--- Start Information given ---

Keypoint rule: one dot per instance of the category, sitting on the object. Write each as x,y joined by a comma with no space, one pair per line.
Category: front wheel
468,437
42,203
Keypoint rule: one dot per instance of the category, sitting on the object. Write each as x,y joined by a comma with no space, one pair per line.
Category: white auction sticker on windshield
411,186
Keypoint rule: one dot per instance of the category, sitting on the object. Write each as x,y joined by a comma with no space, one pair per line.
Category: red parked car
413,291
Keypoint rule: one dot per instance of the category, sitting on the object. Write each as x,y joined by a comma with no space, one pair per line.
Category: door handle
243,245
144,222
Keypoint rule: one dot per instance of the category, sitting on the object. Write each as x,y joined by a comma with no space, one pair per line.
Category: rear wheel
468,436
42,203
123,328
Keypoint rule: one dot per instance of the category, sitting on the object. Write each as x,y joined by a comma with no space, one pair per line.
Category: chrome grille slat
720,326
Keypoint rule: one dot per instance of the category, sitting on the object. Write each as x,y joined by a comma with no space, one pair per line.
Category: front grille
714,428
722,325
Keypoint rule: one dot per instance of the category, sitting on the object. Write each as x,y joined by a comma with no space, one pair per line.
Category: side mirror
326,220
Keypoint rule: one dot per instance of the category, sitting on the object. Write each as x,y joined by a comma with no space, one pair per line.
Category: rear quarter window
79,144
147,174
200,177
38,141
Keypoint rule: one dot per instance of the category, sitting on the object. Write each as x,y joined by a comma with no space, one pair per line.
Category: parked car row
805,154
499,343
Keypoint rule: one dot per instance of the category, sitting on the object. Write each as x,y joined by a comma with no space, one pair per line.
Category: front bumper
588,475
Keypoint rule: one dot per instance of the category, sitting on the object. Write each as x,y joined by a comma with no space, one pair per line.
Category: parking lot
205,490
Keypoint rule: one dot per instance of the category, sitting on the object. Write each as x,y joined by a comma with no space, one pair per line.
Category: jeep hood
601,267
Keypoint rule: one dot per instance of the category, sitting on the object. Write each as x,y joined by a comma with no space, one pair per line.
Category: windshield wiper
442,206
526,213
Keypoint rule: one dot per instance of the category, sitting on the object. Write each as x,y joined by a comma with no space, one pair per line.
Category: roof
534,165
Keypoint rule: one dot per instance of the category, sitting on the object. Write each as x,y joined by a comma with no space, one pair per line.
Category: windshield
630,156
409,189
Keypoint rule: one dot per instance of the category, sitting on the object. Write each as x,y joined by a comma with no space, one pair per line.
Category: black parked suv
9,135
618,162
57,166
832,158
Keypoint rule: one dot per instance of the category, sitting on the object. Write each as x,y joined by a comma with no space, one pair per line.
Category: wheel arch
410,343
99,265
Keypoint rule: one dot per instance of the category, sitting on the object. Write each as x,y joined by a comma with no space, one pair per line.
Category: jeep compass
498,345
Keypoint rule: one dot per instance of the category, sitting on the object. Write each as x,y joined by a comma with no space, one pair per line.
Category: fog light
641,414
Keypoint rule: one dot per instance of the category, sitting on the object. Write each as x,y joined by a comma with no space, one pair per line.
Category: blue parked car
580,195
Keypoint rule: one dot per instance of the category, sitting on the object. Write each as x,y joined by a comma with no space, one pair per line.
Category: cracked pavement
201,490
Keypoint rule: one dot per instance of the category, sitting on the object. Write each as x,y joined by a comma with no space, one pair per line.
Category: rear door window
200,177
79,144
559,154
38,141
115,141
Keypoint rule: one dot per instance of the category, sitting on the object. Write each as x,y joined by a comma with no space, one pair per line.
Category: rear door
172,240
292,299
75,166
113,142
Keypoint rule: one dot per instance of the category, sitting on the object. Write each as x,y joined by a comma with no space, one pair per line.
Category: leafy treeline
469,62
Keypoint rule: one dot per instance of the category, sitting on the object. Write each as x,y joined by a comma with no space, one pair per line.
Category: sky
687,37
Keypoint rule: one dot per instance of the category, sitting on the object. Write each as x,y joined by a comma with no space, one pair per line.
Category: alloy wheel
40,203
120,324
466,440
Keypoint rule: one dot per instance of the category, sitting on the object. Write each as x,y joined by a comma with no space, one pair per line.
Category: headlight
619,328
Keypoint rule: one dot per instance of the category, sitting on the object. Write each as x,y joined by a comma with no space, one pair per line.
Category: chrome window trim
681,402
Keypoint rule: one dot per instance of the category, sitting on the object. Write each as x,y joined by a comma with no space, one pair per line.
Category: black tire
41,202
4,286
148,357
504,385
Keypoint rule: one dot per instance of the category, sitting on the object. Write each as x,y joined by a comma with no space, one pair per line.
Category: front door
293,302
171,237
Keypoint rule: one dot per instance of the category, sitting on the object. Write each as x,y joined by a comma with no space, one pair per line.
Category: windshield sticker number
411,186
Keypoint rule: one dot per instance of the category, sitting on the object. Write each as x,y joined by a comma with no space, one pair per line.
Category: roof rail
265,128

--- End Information given ---

● **Job**
From the listing above, extract every line exactly as it stands.

● **In response**
Keypoint rule: one dot per instance of the category, sitting on the object. Write each as x,y joined by a comma with no space, one pair per line.
Category: front wheel
468,437
42,203
Keypoint rule: one dot per instance of the category, sitting on the object. Write each as x,y joined by a comma with no space, one pair per line.
Category: white auction sticker on windshield
411,186
Keypoint rule: one dot per instance of the category, sitting on the object. Write each as x,y joined by a comma with no space, one pair per line.
Category: red parked car
413,291
Keypoint rule: one dot per instance of the category, sitting on the object. Write each as x,y joined by a comma with no space, one pair per line.
Category: door handle
243,245
144,222
Keypoint rule: one dot per instance of the category, sitting on the object. Write each as x,y joined by a comma with no space, one pair per line.
Category: rear wheel
468,436
42,203
123,328
Keypoint rule: one dot per instance of the category, sitting on the object. Write each as x,y joined by a comma with no space, one pair per line.
Category: chrome grille slat
720,326
Keypoint rule: one dot per instance of the category, sitting on the object. Write each as x,y joined by a comma with no space, one pair per line.
Category: front grille
714,428
722,325
Keypoint rule: one dot per instance of the category, sitting on the object. Write each as x,y joined by a comma with no space, one pair per line.
Category: side mirror
326,220
Keypoint rule: one dot per instance of the category, sitting on the object. Write each as x,y joined by a comma with no space, one pair per line.
Category: rear quarter window
79,144
147,174
200,177
38,141
Keypoint rule: one dot per instance of the category, sitting on the object. Write each as x,y joined by a comma with no space, one pair per line.
Category: parked car row
805,154
499,343
Keypoint rule: one dot per instance of the category, sitting on the object. Write each as x,y joined by a comma with no space, one pair per line.
Category: front bumper
588,475
Keypoint rule: one dot per instance of the category, sitting on the object. Write each as x,y joined by a comma with no space, one pair per line.
Category: parking lot
205,490
Keypoint rule: one dot per instance of the category, sitting on the object. Write each as x,y joined by a comma with no space, one pair per line.
Category: jeep hood
601,267
Keypoint rule: one dot per instance of the category, sitting on the object. Write each as x,y joined by a comma with no space, one pair per line.
Category: windshield wiper
442,206
526,213
Keypoint rule: one dot per instance of the category, sitting on the object. Write each as x,y joined by a comma with no space, one pair per line.
Category: roof
534,165
Keypoint rule: one dot per instance of the category, sitting on the object. Write each as x,y joined by a comma with no space, one pair per line.
Category: windshield
630,156
409,189
Keypoint rule: one dot per instance of the category, sitting on the object. Write each as x,y joined by a comma with no space, one pair per line.
Category: black parked suv
9,135
618,162
57,166
832,158
Keypoint rule: one dot per instance of the category, sitting on the object. Write each as x,y joined by a comma with no space, one pair per line.
Category: wheel arch
410,343
99,265
Keypoint rule: one dot per instance of the category, sitting on the object. Write each as x,y joined by a comma with no space, one pair per line.
Category: jeep compass
498,345
Keypoint rule: one dot per instance of the category, sitting on the object. Write each as x,y joined by a comma with no space, one pair per line.
Category: fog light
641,414
Keypoint rule: one dot per instance of the category, sitting on the object. Write each as x,y joined by a comma with no space, one pair per line.
Category: blue parked car
580,195
Keypoint rule: one dot per instance of the category, sitting on the object. Write each as x,y joined by a comma with no space, one pair per line.
Category: cracked pavement
201,490
Keypoint rule: one dot per instance of the category, sitting on the object. Write each as x,y joined by a comma with no space, one pair per line.
Category: rear door window
200,177
79,144
559,154
38,141
115,141
Keypoint rule: one dot per instance of the category, sitting on the object. Write each as x,y joined by a comma with no space, one pair per line.
Category: rear door
172,240
292,299
75,166
113,142
Keypoint rule: one dot per instance of the category, sitting on the object. Write each as x,y joined by a comma with no space, one pair per line.
Category: leafy treeline
469,62
Keypoint rule: one dot per instance of the category, sitting on the object. Write each as x,y joined by a comma with no space, one pair per line.
Category: sky
687,37
Keypoint rule: one dot per instance of the category, sitting on the object. Write each as x,y joined by a comma with no space, one pair per line.
Category: alloy wheel
40,203
120,324
466,440
Keypoint rule: one dot per instance of the category, sitting on the object. Write each as x,y joined by a comma with no space, one pair per line.
Category: headlight
619,328
Keypoint rule: one dot per instance of the category, sitting on the object. Write each as x,y joined by a comma with no space, one pair per line.
Category: chrome window trim
681,402
Keypoint rule: one dot per instance of the category, sitting on the object. Write each as x,y joined by a comma with no space, one pair per line.
Category: black tire
41,202
4,286
148,357
504,385
Keypoint rule: one dot per instance of the category, sitting on the object. Write each as x,y joined by a comma with no space, one pair per line.
Category: front door
293,302
171,237
Keypoint rule: one dot per instance of the category, sitting on the object. Write each as x,y joined by a comma with no space, one pair per line.
Category: windshield sticker number
411,186
Keypoint rule: one dot per instance of the category, sitting on the object. Write each as x,y joined by a comma with no space, one pair per line.
Category: roof rail
265,128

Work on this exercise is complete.